Collection entries
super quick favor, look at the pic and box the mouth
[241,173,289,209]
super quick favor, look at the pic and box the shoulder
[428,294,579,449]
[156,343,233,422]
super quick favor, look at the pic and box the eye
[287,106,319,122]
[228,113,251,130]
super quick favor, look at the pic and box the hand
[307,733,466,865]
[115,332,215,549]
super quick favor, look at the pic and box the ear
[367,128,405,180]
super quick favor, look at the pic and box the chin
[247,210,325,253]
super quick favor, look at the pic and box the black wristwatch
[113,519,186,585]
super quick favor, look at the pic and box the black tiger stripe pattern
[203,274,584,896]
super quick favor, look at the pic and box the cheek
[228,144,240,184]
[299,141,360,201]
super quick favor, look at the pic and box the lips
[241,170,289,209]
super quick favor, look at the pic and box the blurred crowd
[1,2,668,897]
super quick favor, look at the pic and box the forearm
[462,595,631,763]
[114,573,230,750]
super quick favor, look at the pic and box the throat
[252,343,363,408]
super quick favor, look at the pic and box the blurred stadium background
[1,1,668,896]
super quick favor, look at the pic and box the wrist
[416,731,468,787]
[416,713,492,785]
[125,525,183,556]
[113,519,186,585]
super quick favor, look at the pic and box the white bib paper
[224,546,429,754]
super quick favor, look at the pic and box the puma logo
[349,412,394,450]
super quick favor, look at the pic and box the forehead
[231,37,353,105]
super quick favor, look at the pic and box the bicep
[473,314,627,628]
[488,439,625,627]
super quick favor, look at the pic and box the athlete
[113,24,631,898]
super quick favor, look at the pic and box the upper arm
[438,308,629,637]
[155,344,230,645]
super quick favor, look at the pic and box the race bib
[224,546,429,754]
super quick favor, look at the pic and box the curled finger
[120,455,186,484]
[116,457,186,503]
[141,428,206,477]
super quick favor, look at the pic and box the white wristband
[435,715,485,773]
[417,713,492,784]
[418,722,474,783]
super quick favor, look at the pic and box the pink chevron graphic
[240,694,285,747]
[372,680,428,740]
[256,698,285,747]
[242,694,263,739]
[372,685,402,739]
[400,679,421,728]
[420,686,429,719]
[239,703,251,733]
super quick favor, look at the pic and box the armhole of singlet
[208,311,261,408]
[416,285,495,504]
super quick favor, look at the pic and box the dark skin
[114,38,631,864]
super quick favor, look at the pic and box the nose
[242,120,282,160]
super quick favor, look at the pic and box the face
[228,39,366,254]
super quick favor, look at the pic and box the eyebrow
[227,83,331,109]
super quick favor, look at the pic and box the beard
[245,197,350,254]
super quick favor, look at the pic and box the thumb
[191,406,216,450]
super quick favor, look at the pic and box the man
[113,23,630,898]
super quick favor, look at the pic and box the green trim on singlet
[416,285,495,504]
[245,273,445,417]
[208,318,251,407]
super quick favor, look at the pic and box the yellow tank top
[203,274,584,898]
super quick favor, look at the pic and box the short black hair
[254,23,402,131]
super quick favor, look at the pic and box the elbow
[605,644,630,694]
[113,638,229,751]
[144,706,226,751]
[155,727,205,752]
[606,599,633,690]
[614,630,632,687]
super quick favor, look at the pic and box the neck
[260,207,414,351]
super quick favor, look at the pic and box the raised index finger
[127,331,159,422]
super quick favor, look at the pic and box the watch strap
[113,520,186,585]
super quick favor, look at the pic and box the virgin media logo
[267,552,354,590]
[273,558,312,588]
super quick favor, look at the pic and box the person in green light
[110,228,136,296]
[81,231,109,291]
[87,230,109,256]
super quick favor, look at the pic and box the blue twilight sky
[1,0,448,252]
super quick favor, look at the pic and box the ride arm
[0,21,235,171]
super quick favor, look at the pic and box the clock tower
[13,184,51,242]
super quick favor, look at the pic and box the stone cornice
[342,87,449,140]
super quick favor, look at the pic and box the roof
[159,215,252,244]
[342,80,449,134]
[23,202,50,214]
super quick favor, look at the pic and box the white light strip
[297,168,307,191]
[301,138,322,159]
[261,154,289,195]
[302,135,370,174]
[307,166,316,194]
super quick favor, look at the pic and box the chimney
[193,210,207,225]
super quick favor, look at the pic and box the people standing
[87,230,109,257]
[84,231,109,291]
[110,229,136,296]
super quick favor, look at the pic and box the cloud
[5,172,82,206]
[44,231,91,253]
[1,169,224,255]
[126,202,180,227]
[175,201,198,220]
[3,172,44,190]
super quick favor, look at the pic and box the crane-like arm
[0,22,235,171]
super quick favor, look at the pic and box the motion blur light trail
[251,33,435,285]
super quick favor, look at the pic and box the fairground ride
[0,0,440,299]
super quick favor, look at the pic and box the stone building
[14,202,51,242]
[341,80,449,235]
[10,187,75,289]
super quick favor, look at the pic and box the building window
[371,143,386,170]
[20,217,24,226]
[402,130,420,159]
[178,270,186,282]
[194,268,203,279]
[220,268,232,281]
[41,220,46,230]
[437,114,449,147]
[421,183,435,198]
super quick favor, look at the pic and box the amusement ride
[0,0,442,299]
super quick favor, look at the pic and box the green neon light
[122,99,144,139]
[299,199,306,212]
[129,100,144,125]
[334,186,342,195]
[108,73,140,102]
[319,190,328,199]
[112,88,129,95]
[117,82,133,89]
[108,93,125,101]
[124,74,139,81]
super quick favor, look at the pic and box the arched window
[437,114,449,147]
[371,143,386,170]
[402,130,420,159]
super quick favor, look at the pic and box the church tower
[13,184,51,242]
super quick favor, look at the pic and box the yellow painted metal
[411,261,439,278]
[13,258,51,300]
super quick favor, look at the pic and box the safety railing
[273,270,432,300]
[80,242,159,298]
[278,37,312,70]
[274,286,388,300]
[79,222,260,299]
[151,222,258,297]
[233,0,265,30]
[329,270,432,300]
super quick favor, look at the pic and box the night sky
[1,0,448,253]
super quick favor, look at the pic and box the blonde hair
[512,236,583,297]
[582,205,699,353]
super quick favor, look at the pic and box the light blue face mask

What to do
The last part of the records is the answer, beginning at the line that holds "super quick favor, look at the pic and box the safety" and including the final line, repeated exactly.

Response for this exercise
super quick favor, look at the pic and box the safety railing
[273,270,432,300]
[80,242,159,298]
[278,37,312,70]
[274,286,388,300]
[79,222,260,299]
[151,222,258,297]
[233,0,265,30]
[329,270,432,300]
super quick favor, look at the pic and box the night sky
[1,0,448,253]
super quick favor, look at the pic and box the blonde hair
[512,236,583,297]
[582,205,699,353]
super quick favor, look at the pic and box the light blue face mask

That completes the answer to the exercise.